• MATERIAL:
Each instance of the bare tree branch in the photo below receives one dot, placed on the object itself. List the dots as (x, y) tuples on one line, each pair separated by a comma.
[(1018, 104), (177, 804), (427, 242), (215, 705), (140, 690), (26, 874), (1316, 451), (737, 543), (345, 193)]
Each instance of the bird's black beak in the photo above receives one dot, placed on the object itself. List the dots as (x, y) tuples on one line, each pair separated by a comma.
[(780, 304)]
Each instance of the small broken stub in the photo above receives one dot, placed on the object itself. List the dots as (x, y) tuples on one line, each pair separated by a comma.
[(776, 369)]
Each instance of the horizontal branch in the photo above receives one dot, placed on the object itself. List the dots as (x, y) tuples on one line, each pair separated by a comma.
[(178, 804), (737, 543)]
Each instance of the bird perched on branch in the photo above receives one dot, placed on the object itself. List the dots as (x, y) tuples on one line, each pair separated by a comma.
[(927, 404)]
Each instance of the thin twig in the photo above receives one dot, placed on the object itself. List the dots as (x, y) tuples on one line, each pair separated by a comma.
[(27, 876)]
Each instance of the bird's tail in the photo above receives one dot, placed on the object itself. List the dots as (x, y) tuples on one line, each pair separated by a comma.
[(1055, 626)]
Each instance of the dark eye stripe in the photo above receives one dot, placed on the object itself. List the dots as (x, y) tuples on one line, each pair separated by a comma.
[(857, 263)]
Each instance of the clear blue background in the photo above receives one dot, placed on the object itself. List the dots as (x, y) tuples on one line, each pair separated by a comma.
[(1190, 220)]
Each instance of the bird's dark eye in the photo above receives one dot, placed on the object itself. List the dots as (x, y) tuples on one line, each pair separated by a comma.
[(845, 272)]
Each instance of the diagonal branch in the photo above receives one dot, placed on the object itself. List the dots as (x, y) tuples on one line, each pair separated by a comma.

• THE EXERCISE:
Copy out the listing word for word, beginning at the line containing "Each instance of the bird's dark" and continuing through the line containing "[(845, 272)]", both lines included.

• RESULT:
Each instance of the bird's dark eye in the photo above receives one dot, placed on the object itself. List the dots as (x, y) tuples on one line, each pair separated by a comma.
[(845, 272)]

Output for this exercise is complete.